• Given information:
=== Section Start ===

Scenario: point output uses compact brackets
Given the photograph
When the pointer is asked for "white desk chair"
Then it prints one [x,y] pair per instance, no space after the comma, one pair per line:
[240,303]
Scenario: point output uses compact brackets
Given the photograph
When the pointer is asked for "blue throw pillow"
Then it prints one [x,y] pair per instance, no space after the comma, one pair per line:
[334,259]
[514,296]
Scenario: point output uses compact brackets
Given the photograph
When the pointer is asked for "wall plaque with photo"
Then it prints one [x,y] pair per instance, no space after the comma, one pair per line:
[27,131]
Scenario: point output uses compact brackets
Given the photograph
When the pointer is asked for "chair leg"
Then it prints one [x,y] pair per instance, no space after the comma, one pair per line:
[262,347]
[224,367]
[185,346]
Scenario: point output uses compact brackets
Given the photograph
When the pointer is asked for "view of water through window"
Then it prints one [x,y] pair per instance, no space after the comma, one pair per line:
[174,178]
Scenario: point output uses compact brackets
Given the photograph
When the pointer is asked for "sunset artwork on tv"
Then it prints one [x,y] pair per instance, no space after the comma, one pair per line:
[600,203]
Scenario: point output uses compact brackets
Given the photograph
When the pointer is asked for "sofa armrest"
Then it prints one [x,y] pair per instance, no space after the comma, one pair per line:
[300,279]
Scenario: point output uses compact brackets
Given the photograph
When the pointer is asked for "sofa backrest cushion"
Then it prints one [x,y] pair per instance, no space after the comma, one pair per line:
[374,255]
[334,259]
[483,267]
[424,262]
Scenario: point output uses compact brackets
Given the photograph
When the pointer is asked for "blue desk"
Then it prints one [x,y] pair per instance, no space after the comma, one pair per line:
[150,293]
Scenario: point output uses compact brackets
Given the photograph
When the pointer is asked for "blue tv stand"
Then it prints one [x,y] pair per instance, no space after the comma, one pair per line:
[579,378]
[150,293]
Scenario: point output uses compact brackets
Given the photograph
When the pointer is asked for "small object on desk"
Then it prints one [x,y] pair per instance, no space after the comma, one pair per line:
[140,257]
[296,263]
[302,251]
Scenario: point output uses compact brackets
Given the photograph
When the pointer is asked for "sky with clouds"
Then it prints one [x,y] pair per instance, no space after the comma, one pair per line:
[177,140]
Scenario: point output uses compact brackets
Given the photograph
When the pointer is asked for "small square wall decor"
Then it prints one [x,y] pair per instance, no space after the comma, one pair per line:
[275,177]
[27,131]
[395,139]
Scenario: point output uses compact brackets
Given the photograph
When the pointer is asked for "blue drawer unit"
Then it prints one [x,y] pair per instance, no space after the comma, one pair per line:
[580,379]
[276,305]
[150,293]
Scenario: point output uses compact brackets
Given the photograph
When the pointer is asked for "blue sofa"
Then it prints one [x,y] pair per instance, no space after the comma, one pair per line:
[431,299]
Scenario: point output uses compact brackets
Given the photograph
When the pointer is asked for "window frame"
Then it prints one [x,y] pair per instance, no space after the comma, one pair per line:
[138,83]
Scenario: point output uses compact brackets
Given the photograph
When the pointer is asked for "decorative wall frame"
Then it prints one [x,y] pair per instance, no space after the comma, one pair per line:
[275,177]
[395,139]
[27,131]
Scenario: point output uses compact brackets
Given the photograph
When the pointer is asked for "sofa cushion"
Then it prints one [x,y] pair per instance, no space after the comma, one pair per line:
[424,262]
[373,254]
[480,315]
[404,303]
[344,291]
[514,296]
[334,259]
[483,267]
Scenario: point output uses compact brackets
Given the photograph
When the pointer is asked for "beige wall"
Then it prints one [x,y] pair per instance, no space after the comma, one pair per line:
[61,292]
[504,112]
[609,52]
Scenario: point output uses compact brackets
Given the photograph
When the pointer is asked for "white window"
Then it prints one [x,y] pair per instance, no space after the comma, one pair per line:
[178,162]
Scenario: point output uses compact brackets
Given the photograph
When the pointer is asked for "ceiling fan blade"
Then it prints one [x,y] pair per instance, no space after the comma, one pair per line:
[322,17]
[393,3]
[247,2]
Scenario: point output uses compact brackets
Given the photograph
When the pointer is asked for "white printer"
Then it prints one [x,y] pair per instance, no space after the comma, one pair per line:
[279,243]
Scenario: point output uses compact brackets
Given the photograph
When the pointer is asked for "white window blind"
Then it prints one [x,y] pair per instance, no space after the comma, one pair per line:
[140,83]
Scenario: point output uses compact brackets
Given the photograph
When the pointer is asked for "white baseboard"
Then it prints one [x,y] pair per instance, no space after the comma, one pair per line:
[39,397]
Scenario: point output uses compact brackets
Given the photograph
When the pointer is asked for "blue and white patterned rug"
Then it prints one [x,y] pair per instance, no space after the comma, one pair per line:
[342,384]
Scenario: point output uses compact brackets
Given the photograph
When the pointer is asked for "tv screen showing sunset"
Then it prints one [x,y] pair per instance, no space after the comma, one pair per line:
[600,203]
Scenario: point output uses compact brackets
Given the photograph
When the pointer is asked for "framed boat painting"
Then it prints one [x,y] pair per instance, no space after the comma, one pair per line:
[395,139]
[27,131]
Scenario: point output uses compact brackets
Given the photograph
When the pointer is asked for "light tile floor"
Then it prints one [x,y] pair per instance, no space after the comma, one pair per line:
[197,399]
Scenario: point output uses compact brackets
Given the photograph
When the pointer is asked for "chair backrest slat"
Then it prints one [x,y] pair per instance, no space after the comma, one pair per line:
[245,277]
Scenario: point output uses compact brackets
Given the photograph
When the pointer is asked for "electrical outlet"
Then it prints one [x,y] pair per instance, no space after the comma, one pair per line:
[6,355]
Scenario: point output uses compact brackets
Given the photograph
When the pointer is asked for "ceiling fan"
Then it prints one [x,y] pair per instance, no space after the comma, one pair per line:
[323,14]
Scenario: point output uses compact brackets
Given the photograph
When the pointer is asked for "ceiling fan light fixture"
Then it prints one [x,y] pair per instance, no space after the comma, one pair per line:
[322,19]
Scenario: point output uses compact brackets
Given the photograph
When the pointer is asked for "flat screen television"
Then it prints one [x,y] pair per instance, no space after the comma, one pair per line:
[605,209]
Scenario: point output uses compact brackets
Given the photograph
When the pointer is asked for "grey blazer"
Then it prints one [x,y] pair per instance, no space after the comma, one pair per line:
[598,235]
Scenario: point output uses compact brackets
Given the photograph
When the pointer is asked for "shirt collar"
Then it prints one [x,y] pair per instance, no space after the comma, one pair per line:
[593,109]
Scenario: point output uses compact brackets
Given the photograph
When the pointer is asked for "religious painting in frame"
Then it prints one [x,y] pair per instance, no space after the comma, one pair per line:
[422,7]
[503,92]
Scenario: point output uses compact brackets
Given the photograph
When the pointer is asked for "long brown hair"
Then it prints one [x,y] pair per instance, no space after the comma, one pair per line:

=== Section End ===

• Requirement: Every entry must be retyped in full, exactly as given.

• Exercise solution:
Scenario: point output uses compact brackets
Given the photograph
When the pointer is asked for "white desk chair"
Then it prints one [x,y] pair per instance, no space after the comma, one pair per line:
[240,303]
Scenario: point output uses compact brackets
Given the photograph
When the pointer is asked for "blue throw pillow"
Then it prints one [x,y] pair per instance, no space after the comma, one pair per line:
[334,259]
[514,296]
Scenario: point output uses compact brackets
Given the photograph
When the pointer is asked for "wall plaque with photo"
Then it prints one [x,y] pair per instance, no space after the comma, one pair per line:
[27,131]
Scenario: point output uses compact brackets
Given the photograph
When the pointer is asked for "chair leg"
Then it prints one [x,y] pair per instance, no space after the comma, one pair per line:
[262,347]
[224,367]
[185,346]
Scenario: point output uses compact brackets
Given the photograph
When the pointer is asked for "view of water through window"
Then it prints one [x,y] pair per instance, no space after the comma, one pair per line:
[174,178]
Scenario: point output uses compact brackets
Given the photograph
When the pointer is asked for "sunset artwork on tv"
Then it prints one [x,y] pair per instance, no space after the comma, one pair per line:
[600,203]
Scenario: point output uses compact brackets
Given the photograph
When the pointer is asked for "sofa armrest"
Then it prints one [x,y] pair per instance, no space after the comma, one pair per line:
[300,279]
Scenario: point output uses compact brackets
Given the photograph
When the pointer is asked for "sofa backrest cushion"
Then it prints one [x,y] pair per instance, no space after the comma, one pair per line:
[374,255]
[334,259]
[483,267]
[424,262]
Scenario: point output uses compact brackets
Given the photograph
When the pointer is asked for "blue desk"
Then it prints one [x,y] pair per instance, no space after the comma, one pair per line:
[150,293]
Scenario: point output uses compact brackets
Given the photograph
When the pointer is asked for "blue tv stand"
Then it prints one [x,y] pair per instance, no space after the comma, one pair per line:
[579,378]
[150,293]
Scenario: point output uses compact brackets
Given the photograph
When the pointer is asked for "small object on desk"
Then it prints one [x,y] pair per instance, no space after the comma, one pair per line:
[140,257]
[296,263]
[302,251]
Scenario: point output uses compact brackets
Given the photograph
When the pointer is asked for "sky with clouds"
Then it prints one [x,y] pair per instance, no space after the comma, one pair per line:
[177,140]
Scenario: point output uses compact brackets
Given the photograph
When the pointer is asked for "small square wall decor"
Then it prints one [x,y] pair per instance, no space after the comma, one pair per line:
[275,177]
[27,131]
[395,139]
Scenario: point output uses compact brackets
Given the photograph
When the pointer is asked for "blue drawer unit"
Then it prints one [x,y] pair per instance, no space after the comma, one pair per line:
[580,379]
[276,305]
[150,293]
Scenario: point output uses compact brackets
Given the photograph
When the pointer is asked for "blue sofa"
Then it prints one [x,y] pair per instance, no space after the comma, one pair per line:
[431,299]
Scenario: point output uses compact brackets
Given the photograph
When the pointer is asked for "window frame"
Then it prints one [x,y] pair per instance, no space after the comma, one pair per line:
[138,83]
Scenario: point output uses compact brackets
Given the photograph
When the pointer is asked for "decorative wall frame"
Then it prints one [x,y] pair per instance, no space after the comma, one pair per line:
[275,177]
[395,139]
[27,131]
Scenario: point output uses compact brackets
Given the photograph
When the pointer is asked for "sofa cushion"
Then it prints one [x,y] pair per instance, no space after the comma, one pair per line:
[424,262]
[373,254]
[480,315]
[404,303]
[344,291]
[514,296]
[334,259]
[483,267]
Scenario: point output uses compact brackets
Given the photograph
When the pointer is asked for "beige wall"
Then it prints one [x,y] pair per instance, no space after the comma, one pair per line:
[61,292]
[504,112]
[609,52]
Scenario: point output uses compact brackets
Given the photograph
When the pointer is asked for "white window"
Then it prints one [x,y] pair per instance, no space after the comma, one pair per line:
[178,162]
Scenario: point output uses compact brackets
Given the photograph
When the pointer is asked for "ceiling fan blade"
Then it prints one [x,y] pair per instance, no space after the comma, one pair per line:
[322,17]
[393,3]
[247,2]
Scenario: point output uses compact brackets
Given the photograph
When the pointer is asked for "white printer"
Then it prints one [x,y] pair per instance, no space after the comma, one pair per line:
[279,243]
Scenario: point output uses compact brackets
Given the photograph
When the pointer is asked for "white window blind"
Then it prints one [x,y] pair per instance, no space after the comma, one pair per line:
[140,83]
Scenario: point output uses compact brackets
Given the photograph
When the pointer is asked for "white baseboard"
Then it prints one [x,y] pair per instance, no space after the comma, one pair per line:
[39,397]
Scenario: point output uses compact brackets
Given the photograph
When the pointer is asked for "blue and white patterned rug"
Then it prints one [x,y] pair per instance, no space after the comma, one pair per line:
[342,384]
Scenario: point output uses compact brackets
Given the photograph
When the pointer is asked for "tv screen showing sunset"
Then it prints one [x,y] pair per instance, no space after the comma, one pair per line:
[600,203]
Scenario: point output uses compact brackets
Given the photograph
When the pointer is asked for "framed boat painting"
Then it prints one [x,y] pair per instance, no space after the comma, one pair per line:
[395,139]
[27,131]
Scenario: point output uses compact brackets
Given the photograph
When the pointer is asked for "light tile floor"
Then it prints one [x,y] pair per instance, no space after the comma, one pair per line:
[197,399]
Scenario: point output uses compact brackets
Given the photograph
When the pointer is asked for "chair backrest slat"
Then it prints one [x,y] pair per instance, no space after the comma, one pair per line:
[245,277]
Scenario: point output uses compact brackets
Given the photograph
When the pointer is asked for "electrical outlet"
Then it prints one [x,y] pair per instance, no space after the comma, one pair per line:
[6,355]
Scenario: point output uses compact brackets
Given the photograph
When the pointer is asked for "ceiling fan"
Then it prints one [x,y] pair per instance, no space after the comma, one pair per line:
[323,14]
Scenario: point output uses compact brackets
Given the photograph
When the pointer is asked for "ceiling fan light fixture"
Then it prints one [x,y] pair per instance, no space after the comma, one pair per line:
[322,19]
Scenario: point output uses compact brackets
Given the photograph
When the pointer is asked for "flat screen television"
Then it prints one [x,y] pair per instance, no space after the comma, one pair per line:
[605,209]
Scenario: point output uses compact brackets
Given the photograph
When the pointer is asked for "grey blazer"
Then it prints one [x,y] pair per instance, no space after the comma, one pair per line:
[598,235]
Scenario: point output uses compact brackets
Given the photograph
When the pointer is asked for "shirt collar"
Then it prints one [x,y] pair per instance, no space after the comma, one pair per line:
[593,109]
Scenario: point output uses compact brackets
Given the photograph
When the pointer is asked for "religious painting in frame"
Then it prints one [x,y] pair per instance, no space after the comma, one pair per line:
[422,7]
[503,92]
Scenario: point output uses compact brackets
Given the photograph
When the pointer is asked for "long brown hair"
Then it prints one [x,y] pair per instance, no space after the comma, one pair per line:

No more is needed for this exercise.